__文章__:
....................

令人刮目相看的“學者呼吁重新評價新中國60年文學”
——也談“當代文學為什么不出大師”
《中華讀書報》09,10。21到手,頭版頭條大字標題赫然入目:《質疑文學史上既定評價:學者呼吁重新評價新中國60年文學》——怎么了,慶典剛過,難道“重寫文學史”的顛覆工程又要進一步“深化”么?
及讀正文方知是自己誤解,不免暗暗納罕。
孰知,“重新評價” 云云,并不是對以《講話》為標志的“革命文藝”和“社會主義文藝”的繼續解構和顛覆,而是為“新時期””對“前30年”文學“既定評價”的“重新評價”。
這里,“既定評價”,是指對新中國十七年文學的“評價不高”和“完全否定”,報道者文中還用了“為新中國60年文學‘翻案’”云云的話語。
30年“重寫文學史”,如報道所說,“對當代文學的否定成為主潮”,是一個“否定”,這已經成為“新時期”文學史的“既定評價”。這次研討會要“重新評價”所透露出的“重新評價”信息,是一個新的“否定”——盡管它僅僅是一個開始,遠沒有主流,但從它作為“主流”傳達出的動向,對于30年一往直右的趨勢來說,它具有不可小視的“拐點”意義。

....................

__所附材料__:
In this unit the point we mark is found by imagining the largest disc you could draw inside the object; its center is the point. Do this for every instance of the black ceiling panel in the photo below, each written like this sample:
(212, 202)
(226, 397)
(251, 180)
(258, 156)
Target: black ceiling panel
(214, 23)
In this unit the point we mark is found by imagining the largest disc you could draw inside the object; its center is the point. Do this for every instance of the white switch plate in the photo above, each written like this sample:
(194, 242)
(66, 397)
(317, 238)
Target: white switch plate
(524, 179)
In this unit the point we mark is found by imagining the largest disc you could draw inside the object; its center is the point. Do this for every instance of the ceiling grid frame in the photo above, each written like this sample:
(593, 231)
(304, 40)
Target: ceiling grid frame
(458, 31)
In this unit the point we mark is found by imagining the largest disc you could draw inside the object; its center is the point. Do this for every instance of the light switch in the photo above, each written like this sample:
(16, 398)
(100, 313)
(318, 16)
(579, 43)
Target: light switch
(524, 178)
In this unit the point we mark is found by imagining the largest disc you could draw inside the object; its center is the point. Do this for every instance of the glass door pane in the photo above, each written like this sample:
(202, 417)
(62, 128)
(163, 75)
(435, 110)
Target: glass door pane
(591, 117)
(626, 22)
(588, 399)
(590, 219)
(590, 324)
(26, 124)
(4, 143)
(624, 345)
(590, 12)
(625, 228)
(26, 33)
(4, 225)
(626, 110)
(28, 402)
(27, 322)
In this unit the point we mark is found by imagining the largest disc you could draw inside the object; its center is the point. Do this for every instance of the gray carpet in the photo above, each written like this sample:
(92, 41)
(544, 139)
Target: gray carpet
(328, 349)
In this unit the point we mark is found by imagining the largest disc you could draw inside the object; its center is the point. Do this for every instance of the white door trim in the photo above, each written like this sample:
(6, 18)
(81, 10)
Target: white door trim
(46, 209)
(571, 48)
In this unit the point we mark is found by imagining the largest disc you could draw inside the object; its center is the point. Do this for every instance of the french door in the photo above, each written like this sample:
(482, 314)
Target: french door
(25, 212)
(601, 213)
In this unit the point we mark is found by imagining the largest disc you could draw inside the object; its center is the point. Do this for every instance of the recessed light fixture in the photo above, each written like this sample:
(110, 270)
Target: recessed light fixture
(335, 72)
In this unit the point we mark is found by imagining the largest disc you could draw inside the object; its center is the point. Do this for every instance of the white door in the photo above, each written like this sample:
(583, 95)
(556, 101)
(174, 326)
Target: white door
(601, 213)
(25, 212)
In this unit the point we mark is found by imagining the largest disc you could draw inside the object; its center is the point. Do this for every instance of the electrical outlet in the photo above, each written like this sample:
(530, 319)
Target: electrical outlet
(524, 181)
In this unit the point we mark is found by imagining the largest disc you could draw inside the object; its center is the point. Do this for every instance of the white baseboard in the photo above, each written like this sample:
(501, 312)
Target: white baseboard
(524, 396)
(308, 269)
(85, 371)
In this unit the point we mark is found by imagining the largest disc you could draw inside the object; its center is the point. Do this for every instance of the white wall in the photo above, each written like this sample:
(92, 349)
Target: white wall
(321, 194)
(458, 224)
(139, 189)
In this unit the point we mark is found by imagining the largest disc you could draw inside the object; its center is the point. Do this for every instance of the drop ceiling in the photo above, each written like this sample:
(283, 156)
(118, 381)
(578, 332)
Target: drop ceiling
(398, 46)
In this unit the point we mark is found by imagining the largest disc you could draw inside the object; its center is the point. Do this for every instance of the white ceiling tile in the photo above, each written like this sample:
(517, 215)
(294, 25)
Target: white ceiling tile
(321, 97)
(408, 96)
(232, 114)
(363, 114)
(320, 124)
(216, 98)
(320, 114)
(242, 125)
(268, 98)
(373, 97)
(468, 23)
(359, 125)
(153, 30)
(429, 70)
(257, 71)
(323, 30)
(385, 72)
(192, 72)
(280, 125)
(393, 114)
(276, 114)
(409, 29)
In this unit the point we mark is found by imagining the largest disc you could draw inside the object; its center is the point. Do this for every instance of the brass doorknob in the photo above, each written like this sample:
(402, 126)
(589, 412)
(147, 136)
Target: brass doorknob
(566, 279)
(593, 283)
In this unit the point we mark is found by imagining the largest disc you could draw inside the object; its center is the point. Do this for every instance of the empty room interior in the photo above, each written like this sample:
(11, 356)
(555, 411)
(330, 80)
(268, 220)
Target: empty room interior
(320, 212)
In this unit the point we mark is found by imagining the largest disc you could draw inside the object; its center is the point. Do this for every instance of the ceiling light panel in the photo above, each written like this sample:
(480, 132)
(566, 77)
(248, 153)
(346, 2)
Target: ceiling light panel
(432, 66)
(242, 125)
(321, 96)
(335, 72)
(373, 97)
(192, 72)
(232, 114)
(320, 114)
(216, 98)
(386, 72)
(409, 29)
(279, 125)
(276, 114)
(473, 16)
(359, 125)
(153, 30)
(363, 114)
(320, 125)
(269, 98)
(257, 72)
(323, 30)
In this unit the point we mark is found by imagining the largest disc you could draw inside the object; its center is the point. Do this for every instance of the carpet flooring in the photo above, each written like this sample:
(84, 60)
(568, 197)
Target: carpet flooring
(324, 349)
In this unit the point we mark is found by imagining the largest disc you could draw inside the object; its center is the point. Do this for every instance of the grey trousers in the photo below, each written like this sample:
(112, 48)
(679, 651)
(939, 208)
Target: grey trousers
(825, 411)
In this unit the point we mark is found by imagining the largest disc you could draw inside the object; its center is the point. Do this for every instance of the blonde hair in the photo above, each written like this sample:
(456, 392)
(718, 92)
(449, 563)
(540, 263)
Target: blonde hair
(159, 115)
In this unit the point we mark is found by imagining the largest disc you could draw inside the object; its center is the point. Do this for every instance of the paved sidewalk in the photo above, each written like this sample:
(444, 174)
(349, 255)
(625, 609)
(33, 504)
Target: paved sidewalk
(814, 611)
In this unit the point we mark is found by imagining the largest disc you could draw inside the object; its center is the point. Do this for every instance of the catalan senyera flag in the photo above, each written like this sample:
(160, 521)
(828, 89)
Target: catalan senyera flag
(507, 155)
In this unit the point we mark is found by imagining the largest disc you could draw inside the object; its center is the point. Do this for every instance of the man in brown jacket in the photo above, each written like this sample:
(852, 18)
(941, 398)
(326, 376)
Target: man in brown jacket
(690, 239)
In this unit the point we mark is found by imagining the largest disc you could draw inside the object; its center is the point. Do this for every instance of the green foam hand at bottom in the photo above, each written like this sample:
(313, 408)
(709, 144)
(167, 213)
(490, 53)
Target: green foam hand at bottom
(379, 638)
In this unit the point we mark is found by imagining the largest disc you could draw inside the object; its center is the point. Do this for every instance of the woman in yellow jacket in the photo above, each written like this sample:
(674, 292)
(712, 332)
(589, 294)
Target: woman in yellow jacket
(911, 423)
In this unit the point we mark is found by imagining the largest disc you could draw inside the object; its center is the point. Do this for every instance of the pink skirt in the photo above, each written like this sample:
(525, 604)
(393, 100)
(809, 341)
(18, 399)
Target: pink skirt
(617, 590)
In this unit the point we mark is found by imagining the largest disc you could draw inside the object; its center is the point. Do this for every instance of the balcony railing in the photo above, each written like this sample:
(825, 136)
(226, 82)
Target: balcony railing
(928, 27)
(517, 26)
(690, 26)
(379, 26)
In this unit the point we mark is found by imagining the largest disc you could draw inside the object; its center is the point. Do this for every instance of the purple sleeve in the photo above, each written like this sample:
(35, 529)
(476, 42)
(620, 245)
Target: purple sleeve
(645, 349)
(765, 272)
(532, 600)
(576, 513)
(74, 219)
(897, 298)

....................

__任务要求__:
请接着那篇谈重新评价新中国六十年文学的文章往下写，从文章最后一句之后续起。 这些条目另有来源，与文章无关。

__参考答案__:
30年來,“重新評價”已經成為“思想解放”繼續深化、不斷突破禁區、殺開血路的一個常見語匯,接軌尚未完成,轉型尚未實現,不斷顛覆“既定評價”,乃是改革前進的動力。“十七年”、“二十三年”,不斷上溯,從反右、合作化到三反五反、土地改革、延安整風直到土地革命,乃至孫中山、康梁和譚嗣同,無不在“重新評價”之列,“思想解放”的潮流就是這樣“浩浩蕩蕩”一往之前。也許,直到將張愛玲供奉到“海派文化之母”、將“老佛爺”、“李中堂”和“蔣公”供奉到改革之父的神壇上,將神州大地“民主化”到疆藏臺分治獨連,右翼精英的“重新評價”才算大功告成。
如今,在主流大報上,居然以頭版頭條的方式出現完全不同的“重新評價”話語,不管具體內容如何,其標志性的意義,都不可低估。
第幾第幾“拐點”,時至今日依然是皇甫平們紀念炫耀的資本。其實,無論怎樣“不動搖”,俄羅斯式的“拐點”,是避不開的。“重寫文學史”的“既定評價”,已經打造出“喜兒應嫁黃世仁”的輝煌,文學觀念“拐”一下,實乃事出必然——這一“重新評價”本身的意義,恐怕是在當事者的意料之外的。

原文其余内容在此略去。